• Trecho selecionado:
· · ·

Andréa Beltrão. Frame de vídeo/ titularidade TV Globo.

Produção:
- Cada episódio levava, em média, 12 dias para ser gravado, o que é muito tempo em televisão. O custo, entretanto, não era alto, porque a equipe de produção usava poucos recursos e muita criatividade para fazer o programa. O estúdio de TV em que Juba e Lula moravam, por exemplo, era um estúdio abandonado nas instalações da TV Globo, que o cenógrafo Luís Antônio Caligiuri transformou em cenário deixando à mostra elementos dos bastidores da televisão. O carro que os dois personagens usavam nas cenas de ação era o mesmo que a equipe de produção usava para visitar as locações do seriado. Boa parte delas sugerida pelos próprios Kadu Moliterno e André de Biasi.
- Esse formato de produção permitiu que a equipe de criação gastasse mais tempo com o texto do seriado. As limitações da produção eram, inclusive, transformadas em piada pelos roteristas. Muitas vezes, durante uma seqüência de ação em que tinham que executar uma manobra mais mirabolante, Juba e Lula olhavam para a câmera e, dirigindo-se ao telespectador, informavam que não seria possível continuar a cena por falta de recursos de produção.

Francisco Milani. Frame de vídeo/ titularidade TV Globo.

- Guel Arraes atribui boa parte do sucesso de Armação ilimitada à linguagem inovadora do programa – ágil, similar a dos videoclipes que começavam a se tornar populares no Brasil naquela época – e à edição de João Paulo de Carvalho. Segundo o diretor, com freqüência o resultado final era tão surpreendente que, muitas vezes, ele não se lembrava de sequer ter gravado aquelas imagens.

Curiosidades:
- O título do seriado nasceu de um jogo de palavras com “ar”, “mar” e “ação” associados à gíria “armação”, que surgia na época.
- A vontade dos roteiristas de Armação ilimitada de forçar os limites estabelecidos pela censura era tanta que muitas vezes se traduzia em exagero. Nelson Motta lembra de um bom exemplo de um desses momentos. Para o primeiro episódio do seriado, ele havia escrito uma cena em que o elenco se juntava a artistas como Rita Lee e Cazuza para acompanhar o cantor Caetano Veloso em uma interpretação de sua canção Merda. A letra da música fazia referência à maneira como os artistas de teatro se cumprimentavam antes de entrar em cena e tinha versos como: “Merda!/Merda pra você!/Desejo merda/Merda pra você também/Diga ‘merda’ e tudo bem/Merda toda noite/e sempre a merda”. A cena nunca foi liberada para a exibição. O próprio Nelson Motta admite, olhando para trás, que de fato seria absurdo o Brasil inteiro assistir àquela cena, às 21 horas.

http://oglobo.globo.com/fotos/2007/07/23/23_MVG_cult_ilimitada89.jpg
- Ainda no primeiro ano de exibição, Armação ilimitada ganhou o prêmio Ondas de melhor série para televisão, concedido pela Sociedade Espanhola de Rádio e Televisão, em Barcelona. O prêmio era considerado o “Oscar” europeu da televisão e só havia sido entregue, até então, a duas produções brasileiras: o seriado Malu mulher, em 1979, e Morte e vida Severina, episódio do Caso especial, em 1981.

· · ·

• Seção de dados:

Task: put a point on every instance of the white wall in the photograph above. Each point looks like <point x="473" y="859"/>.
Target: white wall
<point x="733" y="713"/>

· · ·

• O que se pede:
**a)** Segundo o trecho sobre Armação ilimitada, quantos dias, em média, eram necessários para gravar cada episódio?
**b)** Dê continuidade ao trecho sobre Armação ilimitada a partir da última frase apresentada.
Os dados não têm relação com o trecho selecionado.

• As respostas:
**a)** Cerca de 12 dias, em média.

**b)**
- Várias das cenas de ação protagonizadas por Juba e Lula eram sugeridas por André de Biasi e Kadu Moliterno e realizadas com a ajuda de amigos dos atores. Kadu Moliterno conta que chegou a quebrar duas costelas, perder dois dentes e receber 13 pontos na perna, até ser proibido pela emissora de realizar cenas de ação sem dublês.
- No episódio Um programa de índio, os personagens vão parar numa aldeia indígena. Andréa Beltrão, André de Biasi, Catarina Abdala e Kadu Moliterno decidiram fazer todas as cenas completamente nus para aumentar o efeito causado pelas tarjas pretas que eram acrescentadas mais tarde na edição.

http://www.teledramaturgia.com.br/images/armacao.jpg
- As calças com tecidos camuflados ao estilo militar usadas por André de Biase e Kadu Moliterno viraram moda no Saara, região do centro do Rio de Janeiro que concentra várias lojas de apelo popular, onde eram vendidas como “calças de Juba e Lula”.
- Armação ilimitada foi vendido para a Argentina, Chile, Portugal, França, Mônaco, Bélgica e Alemanha, entre outros países.
- O seriado deixou de ser exibida em dezembro de 1988. Em 1990, foi reapresentado no Festival 25 anos da TV Globo.
- Kadu Moliterno e André de Biasi estrelaram, em junho de 1989, o programa Juba & Lula. O programa ficou poucas semanas no ar.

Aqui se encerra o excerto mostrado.